Find the line with "Target: arm" in the entries below. Repeat it, every following line, and the line with "Expected: one point per instance of the plaid", exactly and with nothing added.

[RECORDS SUPPLIED — start]

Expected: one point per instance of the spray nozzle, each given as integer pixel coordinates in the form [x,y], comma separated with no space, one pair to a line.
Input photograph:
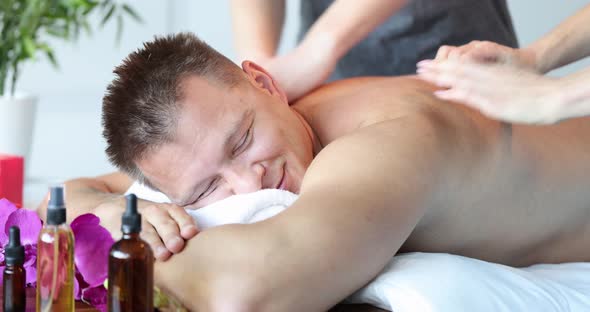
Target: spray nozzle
[15,252]
[56,208]
[131,218]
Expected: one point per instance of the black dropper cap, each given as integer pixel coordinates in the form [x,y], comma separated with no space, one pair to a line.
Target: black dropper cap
[56,208]
[14,252]
[131,218]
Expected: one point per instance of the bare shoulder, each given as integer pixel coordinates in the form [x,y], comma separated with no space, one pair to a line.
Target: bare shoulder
[343,107]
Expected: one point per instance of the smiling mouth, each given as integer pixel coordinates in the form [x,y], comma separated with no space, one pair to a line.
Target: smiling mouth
[281,183]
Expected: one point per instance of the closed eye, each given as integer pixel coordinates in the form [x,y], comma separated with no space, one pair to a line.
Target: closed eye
[210,189]
[243,141]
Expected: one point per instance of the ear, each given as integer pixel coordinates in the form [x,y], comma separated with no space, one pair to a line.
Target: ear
[263,80]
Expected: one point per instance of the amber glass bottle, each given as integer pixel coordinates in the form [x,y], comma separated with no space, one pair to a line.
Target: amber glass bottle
[55,258]
[131,266]
[15,275]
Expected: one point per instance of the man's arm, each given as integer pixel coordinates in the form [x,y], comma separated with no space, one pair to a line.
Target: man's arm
[568,42]
[362,197]
[164,226]
[83,195]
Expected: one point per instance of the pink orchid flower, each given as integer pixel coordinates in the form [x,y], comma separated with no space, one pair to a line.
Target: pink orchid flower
[91,249]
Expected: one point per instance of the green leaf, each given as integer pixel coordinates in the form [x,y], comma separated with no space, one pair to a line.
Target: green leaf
[132,13]
[119,29]
[49,52]
[28,47]
[108,16]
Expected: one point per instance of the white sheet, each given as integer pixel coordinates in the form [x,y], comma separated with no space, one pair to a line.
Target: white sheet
[427,282]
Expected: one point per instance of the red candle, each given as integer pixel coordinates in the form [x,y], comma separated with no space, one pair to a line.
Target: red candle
[12,178]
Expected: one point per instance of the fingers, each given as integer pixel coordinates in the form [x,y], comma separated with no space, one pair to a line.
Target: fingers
[186,223]
[150,236]
[165,226]
[479,51]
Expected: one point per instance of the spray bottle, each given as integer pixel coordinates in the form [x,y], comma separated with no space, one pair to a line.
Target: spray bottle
[131,266]
[55,258]
[15,275]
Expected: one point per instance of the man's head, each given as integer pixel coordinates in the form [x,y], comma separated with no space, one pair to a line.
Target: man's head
[184,119]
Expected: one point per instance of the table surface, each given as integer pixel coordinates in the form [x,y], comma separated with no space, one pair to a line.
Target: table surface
[80,306]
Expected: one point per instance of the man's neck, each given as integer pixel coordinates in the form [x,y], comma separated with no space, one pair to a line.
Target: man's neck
[316,144]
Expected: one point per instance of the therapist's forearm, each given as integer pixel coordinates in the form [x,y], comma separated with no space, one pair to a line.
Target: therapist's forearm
[83,195]
[568,42]
[257,26]
[576,101]
[346,22]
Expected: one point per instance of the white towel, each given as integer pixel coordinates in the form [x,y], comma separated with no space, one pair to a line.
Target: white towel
[427,282]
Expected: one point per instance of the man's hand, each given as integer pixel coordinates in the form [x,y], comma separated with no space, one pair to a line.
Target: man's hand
[498,91]
[489,53]
[165,227]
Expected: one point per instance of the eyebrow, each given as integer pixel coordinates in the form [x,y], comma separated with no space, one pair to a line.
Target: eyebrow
[228,140]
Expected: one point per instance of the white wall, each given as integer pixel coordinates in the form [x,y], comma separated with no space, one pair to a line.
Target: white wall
[68,141]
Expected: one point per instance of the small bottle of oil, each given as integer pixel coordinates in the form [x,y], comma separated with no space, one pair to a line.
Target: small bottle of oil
[15,275]
[131,266]
[55,258]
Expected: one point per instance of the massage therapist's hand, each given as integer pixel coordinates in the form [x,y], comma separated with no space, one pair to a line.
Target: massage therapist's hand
[301,70]
[165,227]
[490,53]
[498,91]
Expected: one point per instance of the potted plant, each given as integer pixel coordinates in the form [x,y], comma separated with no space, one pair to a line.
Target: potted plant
[25,26]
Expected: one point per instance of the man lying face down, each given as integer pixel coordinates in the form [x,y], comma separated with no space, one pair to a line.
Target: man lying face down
[380,164]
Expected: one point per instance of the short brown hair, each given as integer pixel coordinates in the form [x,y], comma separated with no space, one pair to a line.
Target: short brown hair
[139,110]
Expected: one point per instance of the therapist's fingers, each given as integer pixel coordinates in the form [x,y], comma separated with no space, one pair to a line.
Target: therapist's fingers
[151,236]
[166,227]
[186,223]
[443,52]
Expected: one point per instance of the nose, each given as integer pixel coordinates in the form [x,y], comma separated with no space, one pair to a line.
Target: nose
[244,179]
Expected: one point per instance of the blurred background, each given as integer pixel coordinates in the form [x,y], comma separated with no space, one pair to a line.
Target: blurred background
[67,140]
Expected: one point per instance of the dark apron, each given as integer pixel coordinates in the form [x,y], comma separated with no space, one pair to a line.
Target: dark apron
[416,32]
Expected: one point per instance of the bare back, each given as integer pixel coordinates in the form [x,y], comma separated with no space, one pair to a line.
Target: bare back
[518,195]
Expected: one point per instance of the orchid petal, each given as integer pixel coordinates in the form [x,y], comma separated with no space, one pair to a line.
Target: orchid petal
[93,244]
[31,272]
[6,208]
[96,297]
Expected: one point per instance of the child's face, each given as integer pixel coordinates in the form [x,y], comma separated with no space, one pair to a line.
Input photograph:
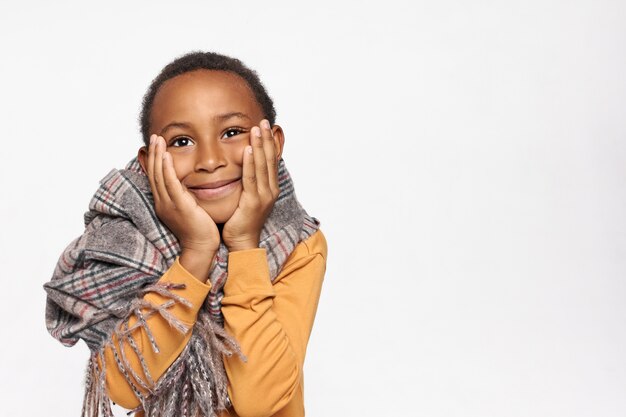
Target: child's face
[205,118]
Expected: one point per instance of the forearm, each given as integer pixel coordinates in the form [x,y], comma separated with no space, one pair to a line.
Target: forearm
[272,323]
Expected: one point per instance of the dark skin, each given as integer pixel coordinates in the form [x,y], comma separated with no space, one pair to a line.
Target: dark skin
[207,126]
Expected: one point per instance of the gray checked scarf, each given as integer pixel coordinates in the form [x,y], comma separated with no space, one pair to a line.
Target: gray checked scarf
[101,276]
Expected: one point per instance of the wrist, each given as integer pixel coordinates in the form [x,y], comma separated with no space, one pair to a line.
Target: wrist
[197,262]
[245,245]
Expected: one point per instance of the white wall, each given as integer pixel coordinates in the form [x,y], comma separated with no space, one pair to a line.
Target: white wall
[466,160]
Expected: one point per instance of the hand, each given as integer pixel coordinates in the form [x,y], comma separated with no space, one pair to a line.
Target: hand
[176,206]
[260,191]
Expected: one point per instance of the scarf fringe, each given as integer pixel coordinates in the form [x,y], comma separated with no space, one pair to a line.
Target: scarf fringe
[194,385]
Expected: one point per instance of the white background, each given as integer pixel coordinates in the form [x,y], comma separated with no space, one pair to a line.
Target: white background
[466,160]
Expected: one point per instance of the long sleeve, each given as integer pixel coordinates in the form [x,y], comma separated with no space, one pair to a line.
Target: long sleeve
[169,340]
[272,323]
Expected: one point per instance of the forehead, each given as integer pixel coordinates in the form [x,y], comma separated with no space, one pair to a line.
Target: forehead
[203,93]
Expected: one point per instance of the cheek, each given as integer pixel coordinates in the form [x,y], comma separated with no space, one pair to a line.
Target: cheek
[235,152]
[182,166]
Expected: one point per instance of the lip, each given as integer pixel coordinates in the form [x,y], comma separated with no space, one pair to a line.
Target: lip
[216,189]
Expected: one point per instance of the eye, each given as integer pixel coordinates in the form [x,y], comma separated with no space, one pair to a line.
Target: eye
[181,141]
[233,131]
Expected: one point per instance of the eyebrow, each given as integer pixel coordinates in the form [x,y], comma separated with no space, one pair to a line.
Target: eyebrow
[219,117]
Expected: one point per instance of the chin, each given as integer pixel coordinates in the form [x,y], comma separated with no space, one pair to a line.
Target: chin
[219,214]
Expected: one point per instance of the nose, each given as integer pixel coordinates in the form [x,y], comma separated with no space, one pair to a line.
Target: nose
[209,157]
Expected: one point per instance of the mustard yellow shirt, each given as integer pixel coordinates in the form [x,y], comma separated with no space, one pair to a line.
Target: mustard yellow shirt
[272,322]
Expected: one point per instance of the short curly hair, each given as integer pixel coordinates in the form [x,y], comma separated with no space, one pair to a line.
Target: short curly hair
[197,60]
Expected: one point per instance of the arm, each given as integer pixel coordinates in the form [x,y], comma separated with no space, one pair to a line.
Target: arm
[272,324]
[169,340]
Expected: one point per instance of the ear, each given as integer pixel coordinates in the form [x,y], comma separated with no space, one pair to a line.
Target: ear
[279,140]
[142,156]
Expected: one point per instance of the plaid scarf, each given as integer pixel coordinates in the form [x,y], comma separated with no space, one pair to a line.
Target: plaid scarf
[100,278]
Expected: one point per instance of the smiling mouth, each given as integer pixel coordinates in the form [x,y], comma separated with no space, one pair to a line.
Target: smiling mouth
[206,193]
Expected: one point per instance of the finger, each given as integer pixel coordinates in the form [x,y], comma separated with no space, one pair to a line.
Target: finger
[260,164]
[151,152]
[270,159]
[158,170]
[172,184]
[249,177]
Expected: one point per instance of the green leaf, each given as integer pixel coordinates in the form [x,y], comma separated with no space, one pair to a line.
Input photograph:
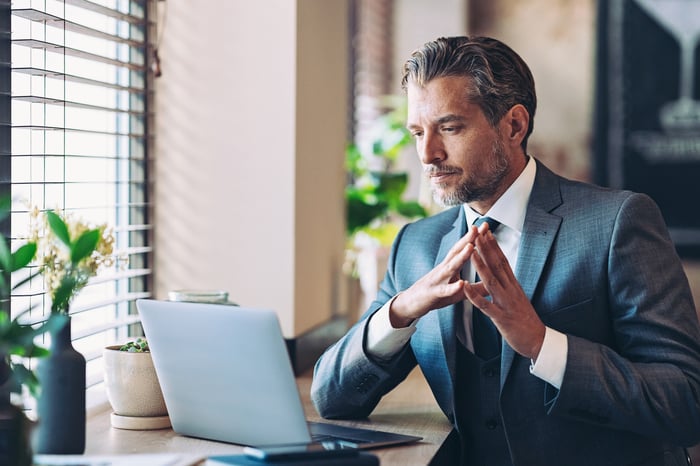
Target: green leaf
[5,207]
[393,185]
[411,209]
[361,213]
[85,245]
[23,256]
[59,227]
[5,255]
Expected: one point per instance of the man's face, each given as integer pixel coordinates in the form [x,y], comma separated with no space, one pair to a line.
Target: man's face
[463,155]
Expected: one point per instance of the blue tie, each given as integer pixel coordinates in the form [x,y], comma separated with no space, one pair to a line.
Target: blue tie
[487,340]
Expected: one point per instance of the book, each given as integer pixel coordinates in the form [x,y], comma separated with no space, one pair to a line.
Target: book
[363,458]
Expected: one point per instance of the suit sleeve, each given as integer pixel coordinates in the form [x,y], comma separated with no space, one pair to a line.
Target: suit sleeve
[648,380]
[348,383]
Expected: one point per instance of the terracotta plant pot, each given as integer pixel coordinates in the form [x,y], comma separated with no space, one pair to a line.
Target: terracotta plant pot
[133,390]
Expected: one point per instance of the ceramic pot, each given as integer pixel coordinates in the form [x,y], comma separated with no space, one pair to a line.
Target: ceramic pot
[133,390]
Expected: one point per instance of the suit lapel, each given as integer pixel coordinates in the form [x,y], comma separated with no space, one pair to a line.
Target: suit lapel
[446,315]
[539,230]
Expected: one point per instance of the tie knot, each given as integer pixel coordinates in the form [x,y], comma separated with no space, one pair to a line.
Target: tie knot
[493,224]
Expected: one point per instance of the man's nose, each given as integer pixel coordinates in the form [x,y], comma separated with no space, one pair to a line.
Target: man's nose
[431,149]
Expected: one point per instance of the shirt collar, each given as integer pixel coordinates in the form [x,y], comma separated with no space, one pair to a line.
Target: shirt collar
[510,208]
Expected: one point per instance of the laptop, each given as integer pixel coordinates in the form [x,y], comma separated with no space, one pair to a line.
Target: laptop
[226,375]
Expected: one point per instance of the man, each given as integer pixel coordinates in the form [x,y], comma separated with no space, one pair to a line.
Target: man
[599,355]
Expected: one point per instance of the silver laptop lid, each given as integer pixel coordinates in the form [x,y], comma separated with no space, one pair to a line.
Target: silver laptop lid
[225,372]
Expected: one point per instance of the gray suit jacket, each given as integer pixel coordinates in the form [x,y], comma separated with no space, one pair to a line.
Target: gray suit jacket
[599,266]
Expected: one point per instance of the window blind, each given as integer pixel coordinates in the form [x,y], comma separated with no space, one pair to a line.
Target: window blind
[77,114]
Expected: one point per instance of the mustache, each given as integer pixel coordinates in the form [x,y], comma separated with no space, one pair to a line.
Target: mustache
[437,170]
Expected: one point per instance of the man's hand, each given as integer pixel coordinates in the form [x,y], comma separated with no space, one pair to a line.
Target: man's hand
[438,288]
[509,308]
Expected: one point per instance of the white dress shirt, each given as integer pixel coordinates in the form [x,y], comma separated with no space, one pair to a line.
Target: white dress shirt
[385,341]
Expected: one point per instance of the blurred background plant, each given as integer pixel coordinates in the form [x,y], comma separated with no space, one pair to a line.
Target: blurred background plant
[375,200]
[17,346]
[375,191]
[69,253]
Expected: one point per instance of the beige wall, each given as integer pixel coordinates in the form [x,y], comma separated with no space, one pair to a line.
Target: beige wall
[248,169]
[250,133]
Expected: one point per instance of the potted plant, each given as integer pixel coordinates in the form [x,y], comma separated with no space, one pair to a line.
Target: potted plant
[132,387]
[69,253]
[374,195]
[17,342]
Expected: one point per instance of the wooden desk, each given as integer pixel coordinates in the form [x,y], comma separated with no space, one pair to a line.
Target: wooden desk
[409,409]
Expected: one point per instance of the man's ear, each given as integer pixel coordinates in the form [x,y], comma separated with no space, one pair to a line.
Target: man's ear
[516,123]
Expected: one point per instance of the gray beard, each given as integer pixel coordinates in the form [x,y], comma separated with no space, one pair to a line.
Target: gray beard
[474,189]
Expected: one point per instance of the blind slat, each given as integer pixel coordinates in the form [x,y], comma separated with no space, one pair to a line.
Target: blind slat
[41,16]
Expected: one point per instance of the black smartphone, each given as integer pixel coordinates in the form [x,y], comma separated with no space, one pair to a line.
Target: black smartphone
[334,448]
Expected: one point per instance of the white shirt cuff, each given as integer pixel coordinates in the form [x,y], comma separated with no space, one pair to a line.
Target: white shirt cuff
[551,362]
[383,340]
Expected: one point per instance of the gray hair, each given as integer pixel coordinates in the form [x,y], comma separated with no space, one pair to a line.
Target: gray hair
[500,77]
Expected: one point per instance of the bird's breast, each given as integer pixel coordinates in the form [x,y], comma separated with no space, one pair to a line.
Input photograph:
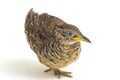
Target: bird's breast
[56,55]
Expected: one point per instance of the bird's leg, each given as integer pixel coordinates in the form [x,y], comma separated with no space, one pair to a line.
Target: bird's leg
[60,73]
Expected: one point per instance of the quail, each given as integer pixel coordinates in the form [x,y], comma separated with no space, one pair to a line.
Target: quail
[55,42]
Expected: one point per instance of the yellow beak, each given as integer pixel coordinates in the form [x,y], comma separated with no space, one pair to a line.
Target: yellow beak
[81,38]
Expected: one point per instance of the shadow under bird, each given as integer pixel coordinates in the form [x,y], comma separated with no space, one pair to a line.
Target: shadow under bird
[55,42]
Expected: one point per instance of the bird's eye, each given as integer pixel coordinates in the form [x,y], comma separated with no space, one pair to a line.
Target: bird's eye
[70,33]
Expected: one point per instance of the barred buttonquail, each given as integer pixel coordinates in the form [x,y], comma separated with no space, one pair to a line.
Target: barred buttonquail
[55,42]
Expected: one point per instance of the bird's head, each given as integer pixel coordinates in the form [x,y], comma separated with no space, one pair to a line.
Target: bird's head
[71,34]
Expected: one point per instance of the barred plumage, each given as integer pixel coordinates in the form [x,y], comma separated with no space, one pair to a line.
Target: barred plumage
[55,42]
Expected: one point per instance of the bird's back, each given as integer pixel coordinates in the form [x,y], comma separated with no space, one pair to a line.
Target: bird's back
[39,29]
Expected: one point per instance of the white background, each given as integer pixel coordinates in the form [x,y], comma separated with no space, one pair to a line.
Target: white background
[99,20]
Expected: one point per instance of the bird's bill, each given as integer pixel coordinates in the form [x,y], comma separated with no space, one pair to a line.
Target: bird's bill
[81,38]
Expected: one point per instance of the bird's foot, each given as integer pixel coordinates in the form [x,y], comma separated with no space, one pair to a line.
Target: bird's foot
[60,73]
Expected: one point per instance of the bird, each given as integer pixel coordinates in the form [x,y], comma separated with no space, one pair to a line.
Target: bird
[55,42]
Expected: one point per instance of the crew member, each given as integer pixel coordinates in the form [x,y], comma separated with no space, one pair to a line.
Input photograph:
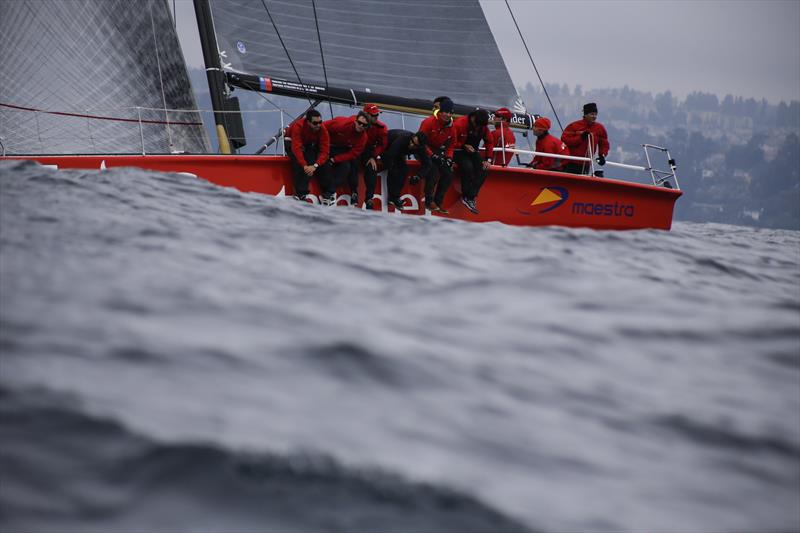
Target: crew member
[548,144]
[348,138]
[402,144]
[377,141]
[439,131]
[437,102]
[470,130]
[309,144]
[586,138]
[503,137]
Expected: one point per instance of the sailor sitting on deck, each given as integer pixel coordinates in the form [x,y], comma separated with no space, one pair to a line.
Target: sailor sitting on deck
[470,130]
[583,135]
[548,144]
[440,134]
[402,144]
[348,139]
[308,145]
[377,141]
[503,137]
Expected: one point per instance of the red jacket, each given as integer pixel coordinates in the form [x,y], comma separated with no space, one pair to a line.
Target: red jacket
[502,136]
[344,135]
[552,145]
[301,134]
[440,134]
[461,125]
[578,146]
[377,138]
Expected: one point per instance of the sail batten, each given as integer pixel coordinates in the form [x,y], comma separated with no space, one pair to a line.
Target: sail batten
[412,49]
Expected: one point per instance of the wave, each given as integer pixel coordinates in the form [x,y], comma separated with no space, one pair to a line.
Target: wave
[66,470]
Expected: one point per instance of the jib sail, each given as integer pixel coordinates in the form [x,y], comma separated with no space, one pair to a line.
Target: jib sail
[94,76]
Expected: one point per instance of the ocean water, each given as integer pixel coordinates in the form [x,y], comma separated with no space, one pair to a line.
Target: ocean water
[176,356]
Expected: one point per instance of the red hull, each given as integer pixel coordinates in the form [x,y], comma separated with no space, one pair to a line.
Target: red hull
[515,196]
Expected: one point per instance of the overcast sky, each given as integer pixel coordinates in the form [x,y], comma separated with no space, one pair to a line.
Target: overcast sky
[742,47]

[RECORDS SUPPLIED — finish]

TASK OUTPUT:
Target: arm
[272,324]
[169,340]
Expected: one point per instance of the ear, each given as integer pixel coordinates in the form [x,y], comma separated with no space, one pair to a line.
Target: ear
[279,140]
[142,156]
Expected: one point per instance of the plaid scarf, each given as integer pixel coordinates in the form [x,y], comma separated with no space, one pair to a line.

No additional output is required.